# What you are asked to do:
Pull out every line of the listing below that contains the string "water". Matching is case-sensitive.

# Material for this exercise:
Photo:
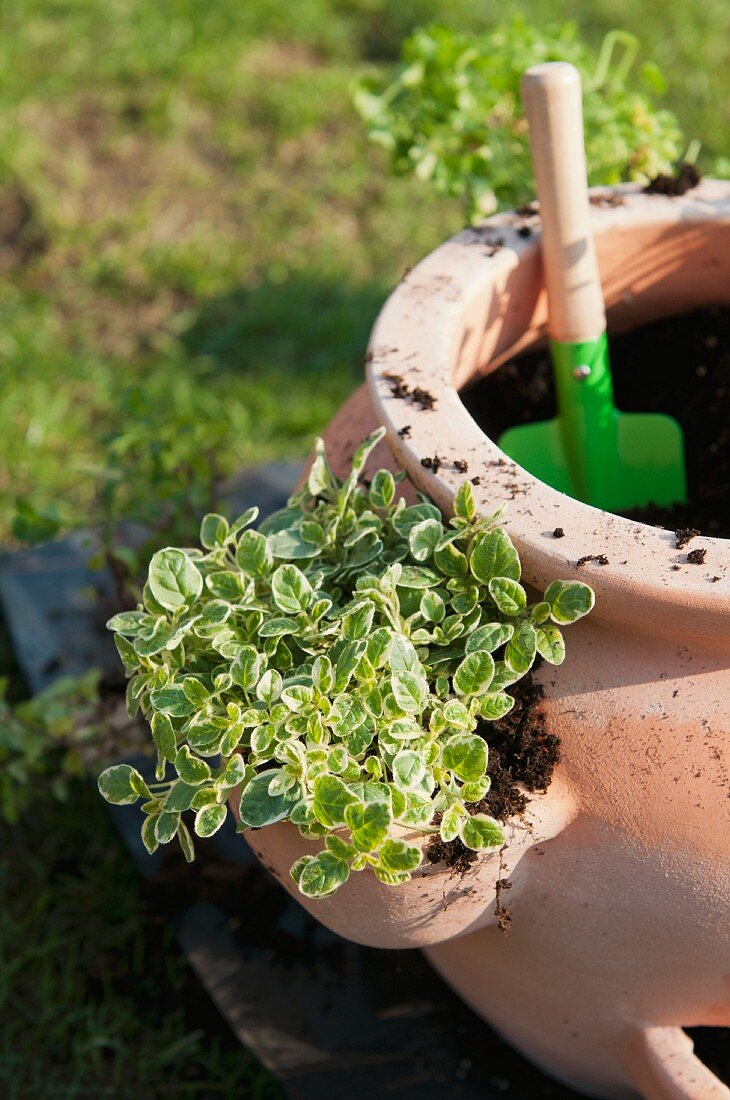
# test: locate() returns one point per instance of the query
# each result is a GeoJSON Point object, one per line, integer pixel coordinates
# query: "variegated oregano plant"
{"type": "Point", "coordinates": [335, 666]}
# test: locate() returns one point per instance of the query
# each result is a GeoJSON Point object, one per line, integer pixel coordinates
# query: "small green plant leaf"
{"type": "Point", "coordinates": [464, 504]}
{"type": "Point", "coordinates": [332, 796]}
{"type": "Point", "coordinates": [495, 556]}
{"type": "Point", "coordinates": [551, 645]}
{"type": "Point", "coordinates": [568, 601]}
{"type": "Point", "coordinates": [490, 637]}
{"type": "Point", "coordinates": [254, 554]}
{"type": "Point", "coordinates": [291, 591]}
{"type": "Point", "coordinates": [399, 856]}
{"type": "Point", "coordinates": [115, 784]}
{"type": "Point", "coordinates": [213, 530]}
{"type": "Point", "coordinates": [475, 673]}
{"type": "Point", "coordinates": [175, 580]}
{"type": "Point", "coordinates": [368, 824]}
{"type": "Point", "coordinates": [508, 595]}
{"type": "Point", "coordinates": [478, 832]}
{"type": "Point", "coordinates": [166, 825]}
{"type": "Point", "coordinates": [210, 818]}
{"type": "Point", "coordinates": [466, 756]}
{"type": "Point", "coordinates": [191, 769]}
{"type": "Point", "coordinates": [423, 538]}
{"type": "Point", "coordinates": [520, 650]}
{"type": "Point", "coordinates": [257, 807]}
{"type": "Point", "coordinates": [322, 875]}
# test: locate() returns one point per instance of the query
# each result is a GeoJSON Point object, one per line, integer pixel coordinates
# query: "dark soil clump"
{"type": "Point", "coordinates": [600, 559]}
{"type": "Point", "coordinates": [522, 754]}
{"type": "Point", "coordinates": [679, 365]}
{"type": "Point", "coordinates": [686, 177]}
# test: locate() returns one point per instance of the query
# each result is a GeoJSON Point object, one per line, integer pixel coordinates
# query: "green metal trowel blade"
{"type": "Point", "coordinates": [616, 461]}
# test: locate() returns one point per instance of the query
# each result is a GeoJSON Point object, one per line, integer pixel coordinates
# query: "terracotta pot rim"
{"type": "Point", "coordinates": [418, 337]}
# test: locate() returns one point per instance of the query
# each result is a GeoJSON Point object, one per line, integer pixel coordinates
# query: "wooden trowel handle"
{"type": "Point", "coordinates": [551, 95]}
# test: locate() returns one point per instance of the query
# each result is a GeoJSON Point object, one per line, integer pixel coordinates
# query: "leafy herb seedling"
{"type": "Point", "coordinates": [453, 114]}
{"type": "Point", "coordinates": [334, 666]}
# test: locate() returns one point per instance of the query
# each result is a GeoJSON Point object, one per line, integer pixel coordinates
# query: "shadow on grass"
{"type": "Point", "coordinates": [300, 327]}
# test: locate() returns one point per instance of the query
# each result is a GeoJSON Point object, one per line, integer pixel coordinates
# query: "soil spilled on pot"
{"type": "Point", "coordinates": [679, 365]}
{"type": "Point", "coordinates": [522, 756]}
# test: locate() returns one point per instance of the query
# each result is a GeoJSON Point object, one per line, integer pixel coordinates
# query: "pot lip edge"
{"type": "Point", "coordinates": [644, 547]}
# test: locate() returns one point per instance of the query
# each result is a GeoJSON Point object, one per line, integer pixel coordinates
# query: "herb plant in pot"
{"type": "Point", "coordinates": [334, 671]}
{"type": "Point", "coordinates": [335, 674]}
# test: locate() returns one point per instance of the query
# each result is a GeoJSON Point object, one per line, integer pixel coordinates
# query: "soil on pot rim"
{"type": "Point", "coordinates": [522, 756]}
{"type": "Point", "coordinates": [678, 365]}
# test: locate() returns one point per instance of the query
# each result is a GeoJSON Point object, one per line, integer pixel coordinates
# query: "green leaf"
{"type": "Point", "coordinates": [322, 674]}
{"type": "Point", "coordinates": [568, 601]}
{"type": "Point", "coordinates": [290, 589]}
{"type": "Point", "coordinates": [277, 628]}
{"type": "Point", "coordinates": [210, 818]}
{"type": "Point", "coordinates": [490, 637]}
{"type": "Point", "coordinates": [450, 823]}
{"type": "Point", "coordinates": [520, 650]}
{"type": "Point", "coordinates": [235, 770]}
{"type": "Point", "coordinates": [495, 556]}
{"type": "Point", "coordinates": [166, 826]}
{"type": "Point", "coordinates": [358, 622]}
{"type": "Point", "coordinates": [175, 581]}
{"type": "Point", "coordinates": [213, 530]}
{"type": "Point", "coordinates": [479, 832]}
{"type": "Point", "coordinates": [432, 607]}
{"type": "Point", "coordinates": [269, 686]}
{"type": "Point", "coordinates": [408, 769]}
{"type": "Point", "coordinates": [195, 691]}
{"type": "Point", "coordinates": [128, 623]}
{"type": "Point", "coordinates": [464, 505]}
{"type": "Point", "coordinates": [172, 701]}
{"type": "Point", "coordinates": [322, 875]}
{"type": "Point", "coordinates": [164, 736]}
{"type": "Point", "coordinates": [495, 705]}
{"type": "Point", "coordinates": [551, 645]}
{"type": "Point", "coordinates": [148, 838]}
{"type": "Point", "coordinates": [257, 806]}
{"type": "Point", "coordinates": [402, 656]}
{"type": "Point", "coordinates": [224, 584]}
{"type": "Point", "coordinates": [410, 691]}
{"type": "Point", "coordinates": [190, 768]}
{"type": "Point", "coordinates": [254, 554]}
{"type": "Point", "coordinates": [186, 842]}
{"type": "Point", "coordinates": [368, 824]}
{"type": "Point", "coordinates": [423, 538]}
{"type": "Point", "coordinates": [509, 596]}
{"type": "Point", "coordinates": [179, 798]}
{"type": "Point", "coordinates": [409, 517]}
{"type": "Point", "coordinates": [115, 784]}
{"type": "Point", "coordinates": [289, 543]}
{"type": "Point", "coordinates": [466, 756]}
{"type": "Point", "coordinates": [383, 490]}
{"type": "Point", "coordinates": [399, 856]}
{"type": "Point", "coordinates": [475, 673]}
{"type": "Point", "coordinates": [331, 799]}
{"type": "Point", "coordinates": [416, 576]}
{"type": "Point", "coordinates": [365, 449]}
{"type": "Point", "coordinates": [451, 561]}
{"type": "Point", "coordinates": [245, 668]}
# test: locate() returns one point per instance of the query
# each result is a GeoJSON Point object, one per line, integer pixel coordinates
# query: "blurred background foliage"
{"type": "Point", "coordinates": [196, 231]}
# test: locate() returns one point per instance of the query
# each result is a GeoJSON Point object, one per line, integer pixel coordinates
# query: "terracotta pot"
{"type": "Point", "coordinates": [620, 898]}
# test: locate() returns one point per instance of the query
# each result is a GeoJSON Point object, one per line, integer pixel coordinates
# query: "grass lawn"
{"type": "Point", "coordinates": [188, 205]}
{"type": "Point", "coordinates": [191, 219]}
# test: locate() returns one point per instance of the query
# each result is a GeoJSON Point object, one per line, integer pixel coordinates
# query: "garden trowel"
{"type": "Point", "coordinates": [616, 461]}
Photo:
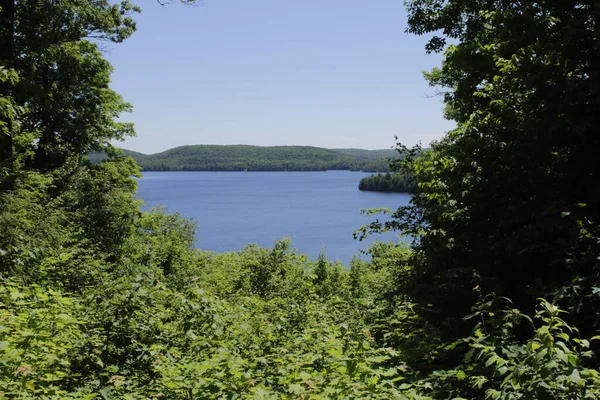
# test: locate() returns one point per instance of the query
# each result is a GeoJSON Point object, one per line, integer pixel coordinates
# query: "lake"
{"type": "Point", "coordinates": [316, 210]}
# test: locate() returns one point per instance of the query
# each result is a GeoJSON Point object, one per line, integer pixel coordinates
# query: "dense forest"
{"type": "Point", "coordinates": [257, 158]}
{"type": "Point", "coordinates": [388, 182]}
{"type": "Point", "coordinates": [497, 296]}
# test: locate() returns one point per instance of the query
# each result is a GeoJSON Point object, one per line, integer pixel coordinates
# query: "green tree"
{"type": "Point", "coordinates": [509, 201]}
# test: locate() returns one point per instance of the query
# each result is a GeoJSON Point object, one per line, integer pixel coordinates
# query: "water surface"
{"type": "Point", "coordinates": [232, 209]}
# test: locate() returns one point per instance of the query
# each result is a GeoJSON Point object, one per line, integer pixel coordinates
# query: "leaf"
{"type": "Point", "coordinates": [574, 377]}
{"type": "Point", "coordinates": [295, 389]}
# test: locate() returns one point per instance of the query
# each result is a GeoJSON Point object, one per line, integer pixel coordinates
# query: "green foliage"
{"type": "Point", "coordinates": [389, 182]}
{"type": "Point", "coordinates": [99, 300]}
{"type": "Point", "coordinates": [255, 158]}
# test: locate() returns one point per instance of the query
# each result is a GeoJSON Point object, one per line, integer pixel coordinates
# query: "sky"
{"type": "Point", "coordinates": [326, 73]}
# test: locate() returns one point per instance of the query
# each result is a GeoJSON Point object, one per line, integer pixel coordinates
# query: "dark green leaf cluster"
{"type": "Point", "coordinates": [389, 182]}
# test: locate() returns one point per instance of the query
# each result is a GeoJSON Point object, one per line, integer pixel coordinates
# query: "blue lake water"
{"type": "Point", "coordinates": [232, 209]}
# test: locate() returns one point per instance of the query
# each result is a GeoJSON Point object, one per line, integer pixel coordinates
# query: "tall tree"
{"type": "Point", "coordinates": [509, 201]}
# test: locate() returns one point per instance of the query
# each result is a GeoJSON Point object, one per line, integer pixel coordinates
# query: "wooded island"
{"type": "Point", "coordinates": [258, 158]}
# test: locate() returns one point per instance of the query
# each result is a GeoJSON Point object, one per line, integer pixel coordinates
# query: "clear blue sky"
{"type": "Point", "coordinates": [326, 73]}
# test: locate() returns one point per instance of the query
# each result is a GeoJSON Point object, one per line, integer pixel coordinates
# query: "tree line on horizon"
{"type": "Point", "coordinates": [258, 158]}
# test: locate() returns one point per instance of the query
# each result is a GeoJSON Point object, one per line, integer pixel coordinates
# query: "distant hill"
{"type": "Point", "coordinates": [257, 158]}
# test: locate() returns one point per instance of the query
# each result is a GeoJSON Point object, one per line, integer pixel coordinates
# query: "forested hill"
{"type": "Point", "coordinates": [257, 158]}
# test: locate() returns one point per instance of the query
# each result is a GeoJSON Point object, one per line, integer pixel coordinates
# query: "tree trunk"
{"type": "Point", "coordinates": [7, 30]}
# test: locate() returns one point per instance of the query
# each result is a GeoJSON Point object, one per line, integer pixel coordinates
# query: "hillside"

# Full output:
# query: "water surface"
# query: "blue lake water"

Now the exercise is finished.